┌─ 文章の一部

2005-04-29 09:35:00 | 日記
文化の一側面に、感覚的受容が容易か困難かという判断基準がある。
奇麗なものは感覚的受容が容易であり、醜いものは困難である。
奇麗なものは気持ちよく、醜いものは気持ち悪いのだ。

では美しさとは、一体どのようなものであるのか。
それは、感覚的受容が困難であり、不愉快なものなのだ。
醜悪美という言葉も、立派に存在する。
つまり「奇麗」と「美しい」は反対概念なのである。

ちょっとした奇麗なものを目にしたとき、我々は「ああ、いいなぁ」とか「あらいいわね」等と気軽に言う。
だが、本当に美しいものを鑑賞するとき、我々はむしろ辛い思いをする。

なぜなら本当に美しいものは、我々の日常的小賢しさ、卑しさを嘲笑うかのように迫ってくるからだ。

└─

[やること A] この日記では、本当に美しいものを見るとき、私たちはどんな思いをすると書かれていますか。
[やること B] この日記の「奇麗なものは感覚的受容が容易であり、醜いものは困難である。」から「だが、本当に美しいものを鑑賞するとき、我々はむしろ辛い思いをする。」までを、終わりの部分も含めて一字も変えずに書き写してください。

┌─ 資料

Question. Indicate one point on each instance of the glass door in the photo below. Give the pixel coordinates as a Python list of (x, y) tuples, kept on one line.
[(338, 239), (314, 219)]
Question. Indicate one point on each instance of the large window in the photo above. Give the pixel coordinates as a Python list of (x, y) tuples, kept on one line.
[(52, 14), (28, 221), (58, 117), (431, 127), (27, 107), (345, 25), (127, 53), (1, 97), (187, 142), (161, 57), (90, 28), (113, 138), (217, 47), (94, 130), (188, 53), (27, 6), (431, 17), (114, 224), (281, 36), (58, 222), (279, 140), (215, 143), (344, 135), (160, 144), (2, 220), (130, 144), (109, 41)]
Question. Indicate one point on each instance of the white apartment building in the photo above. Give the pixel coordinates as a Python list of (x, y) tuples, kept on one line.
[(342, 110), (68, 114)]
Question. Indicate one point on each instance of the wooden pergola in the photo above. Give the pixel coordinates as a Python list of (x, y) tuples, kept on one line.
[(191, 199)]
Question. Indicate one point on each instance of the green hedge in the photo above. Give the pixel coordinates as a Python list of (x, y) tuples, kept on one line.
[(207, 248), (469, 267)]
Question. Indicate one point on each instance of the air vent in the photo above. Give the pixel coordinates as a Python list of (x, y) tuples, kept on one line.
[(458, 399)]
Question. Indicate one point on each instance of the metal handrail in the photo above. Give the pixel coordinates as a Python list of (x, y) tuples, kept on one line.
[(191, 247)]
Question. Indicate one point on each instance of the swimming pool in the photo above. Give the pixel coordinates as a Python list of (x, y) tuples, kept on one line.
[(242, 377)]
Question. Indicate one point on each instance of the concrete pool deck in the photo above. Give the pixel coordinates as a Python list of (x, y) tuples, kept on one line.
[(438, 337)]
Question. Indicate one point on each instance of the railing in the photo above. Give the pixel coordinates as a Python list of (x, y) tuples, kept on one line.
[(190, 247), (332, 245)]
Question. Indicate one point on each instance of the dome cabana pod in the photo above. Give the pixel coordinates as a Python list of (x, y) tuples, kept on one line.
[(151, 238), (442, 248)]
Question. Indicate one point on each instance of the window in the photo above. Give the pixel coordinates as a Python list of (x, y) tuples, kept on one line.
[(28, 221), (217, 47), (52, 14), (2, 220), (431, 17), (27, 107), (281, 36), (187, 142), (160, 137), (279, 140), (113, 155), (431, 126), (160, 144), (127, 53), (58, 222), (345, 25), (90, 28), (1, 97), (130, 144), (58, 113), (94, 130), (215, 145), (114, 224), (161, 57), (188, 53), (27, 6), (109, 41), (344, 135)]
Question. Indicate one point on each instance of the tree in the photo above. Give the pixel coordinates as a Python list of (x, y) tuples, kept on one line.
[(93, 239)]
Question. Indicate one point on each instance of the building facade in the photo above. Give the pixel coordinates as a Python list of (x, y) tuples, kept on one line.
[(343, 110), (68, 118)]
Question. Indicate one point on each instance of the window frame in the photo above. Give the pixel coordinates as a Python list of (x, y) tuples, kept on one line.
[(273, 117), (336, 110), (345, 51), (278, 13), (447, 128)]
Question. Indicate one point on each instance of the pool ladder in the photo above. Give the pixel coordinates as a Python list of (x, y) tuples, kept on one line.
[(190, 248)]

└─
┌─ 資料

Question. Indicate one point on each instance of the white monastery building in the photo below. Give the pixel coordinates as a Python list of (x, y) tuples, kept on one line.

└─
┌─ 資料

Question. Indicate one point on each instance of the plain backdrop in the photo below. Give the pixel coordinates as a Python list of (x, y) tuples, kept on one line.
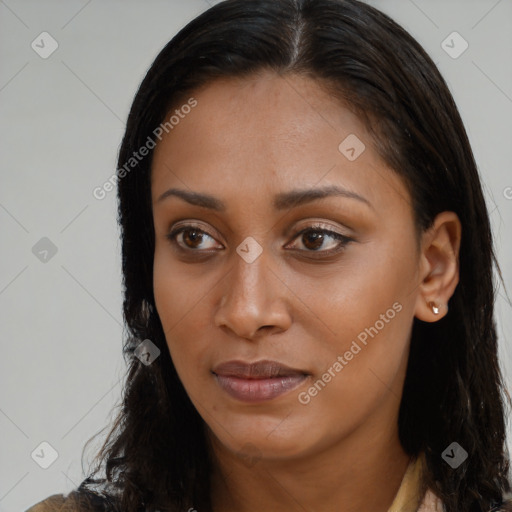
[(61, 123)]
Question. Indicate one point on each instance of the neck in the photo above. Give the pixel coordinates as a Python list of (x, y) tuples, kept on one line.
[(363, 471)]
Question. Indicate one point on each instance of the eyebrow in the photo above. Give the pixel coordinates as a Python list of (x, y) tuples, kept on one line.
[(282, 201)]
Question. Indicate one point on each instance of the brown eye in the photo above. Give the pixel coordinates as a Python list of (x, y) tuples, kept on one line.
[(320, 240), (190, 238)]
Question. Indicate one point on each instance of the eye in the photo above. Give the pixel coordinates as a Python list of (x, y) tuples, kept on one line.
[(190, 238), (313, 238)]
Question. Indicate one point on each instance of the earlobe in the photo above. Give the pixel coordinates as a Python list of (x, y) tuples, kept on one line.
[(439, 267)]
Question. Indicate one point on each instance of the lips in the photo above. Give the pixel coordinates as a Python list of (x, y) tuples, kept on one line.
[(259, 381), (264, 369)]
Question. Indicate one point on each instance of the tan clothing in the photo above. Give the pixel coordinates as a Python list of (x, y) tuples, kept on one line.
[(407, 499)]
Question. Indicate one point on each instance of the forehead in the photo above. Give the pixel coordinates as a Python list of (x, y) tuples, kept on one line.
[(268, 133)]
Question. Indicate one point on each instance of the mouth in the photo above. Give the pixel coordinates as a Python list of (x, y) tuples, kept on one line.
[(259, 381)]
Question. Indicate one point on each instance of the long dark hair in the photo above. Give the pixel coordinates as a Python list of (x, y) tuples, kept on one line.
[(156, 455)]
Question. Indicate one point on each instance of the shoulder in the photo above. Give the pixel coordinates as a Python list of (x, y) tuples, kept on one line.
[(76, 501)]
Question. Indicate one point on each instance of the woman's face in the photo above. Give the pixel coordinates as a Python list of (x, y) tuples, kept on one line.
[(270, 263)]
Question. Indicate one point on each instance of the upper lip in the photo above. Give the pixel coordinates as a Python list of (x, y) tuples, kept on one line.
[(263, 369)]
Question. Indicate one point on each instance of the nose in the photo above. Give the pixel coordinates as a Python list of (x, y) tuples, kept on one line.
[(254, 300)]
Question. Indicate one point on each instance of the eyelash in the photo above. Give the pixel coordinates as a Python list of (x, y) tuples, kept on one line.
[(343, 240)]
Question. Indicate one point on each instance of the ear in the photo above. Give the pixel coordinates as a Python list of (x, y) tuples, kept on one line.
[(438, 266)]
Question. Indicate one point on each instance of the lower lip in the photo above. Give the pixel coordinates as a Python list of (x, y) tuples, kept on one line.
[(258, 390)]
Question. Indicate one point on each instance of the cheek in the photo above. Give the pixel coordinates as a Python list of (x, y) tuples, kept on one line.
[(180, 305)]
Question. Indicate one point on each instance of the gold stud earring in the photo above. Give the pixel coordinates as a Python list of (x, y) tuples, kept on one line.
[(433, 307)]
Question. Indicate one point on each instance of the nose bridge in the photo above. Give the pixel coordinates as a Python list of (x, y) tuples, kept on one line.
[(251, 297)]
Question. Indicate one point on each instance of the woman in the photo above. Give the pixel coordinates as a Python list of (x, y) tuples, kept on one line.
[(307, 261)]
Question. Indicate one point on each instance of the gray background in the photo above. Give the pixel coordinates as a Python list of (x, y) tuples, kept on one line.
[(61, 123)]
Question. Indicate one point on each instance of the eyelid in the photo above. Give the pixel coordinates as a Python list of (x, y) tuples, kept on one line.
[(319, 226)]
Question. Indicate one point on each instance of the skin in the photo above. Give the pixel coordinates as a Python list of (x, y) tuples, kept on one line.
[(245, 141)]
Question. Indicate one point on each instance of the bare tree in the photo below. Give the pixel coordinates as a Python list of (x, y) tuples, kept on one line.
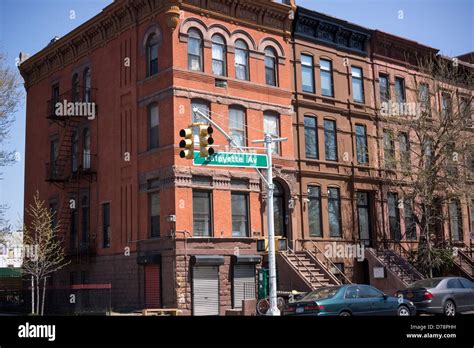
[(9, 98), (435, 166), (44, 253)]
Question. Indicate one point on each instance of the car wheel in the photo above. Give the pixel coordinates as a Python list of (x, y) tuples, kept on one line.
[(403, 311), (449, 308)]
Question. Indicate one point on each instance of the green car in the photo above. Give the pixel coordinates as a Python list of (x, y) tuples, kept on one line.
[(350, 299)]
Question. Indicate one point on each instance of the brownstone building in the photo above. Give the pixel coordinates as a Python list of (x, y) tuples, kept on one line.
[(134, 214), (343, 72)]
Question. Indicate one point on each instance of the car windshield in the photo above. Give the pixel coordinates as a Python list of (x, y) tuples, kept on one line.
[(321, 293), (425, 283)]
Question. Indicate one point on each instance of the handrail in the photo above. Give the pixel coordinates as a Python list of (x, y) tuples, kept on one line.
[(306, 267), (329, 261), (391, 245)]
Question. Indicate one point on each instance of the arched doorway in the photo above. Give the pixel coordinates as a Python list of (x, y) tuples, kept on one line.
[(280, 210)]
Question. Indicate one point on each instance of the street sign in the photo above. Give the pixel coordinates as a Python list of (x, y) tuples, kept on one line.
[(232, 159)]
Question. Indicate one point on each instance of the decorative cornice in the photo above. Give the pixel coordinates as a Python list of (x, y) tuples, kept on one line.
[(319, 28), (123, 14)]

└─

[正しい答え A] むしろ辛い思いをする。

[正しい答え B]
奇麗なものは感覚的受容が容易であり、醜いものは困難である。
奇麗なものは気持ちよく、醜いものは気持ち悪いのだ。

では美しさとは、一体どのようなものであるのか。
それは、感覚的受容が困難であり、不愉快なものなのだ。
醜悪美という言葉も、立派に存在する。
つまり「奇麗」と「美しい」は反対概念なのである。

ちょっとした奇麗なものを目にしたとき、我々は「ああ、いいなぁ」とか「あらいいわね」等と気軽に言う。
だが、本当に美しいものを鑑賞するとき、我々はむしろ辛い思いをする。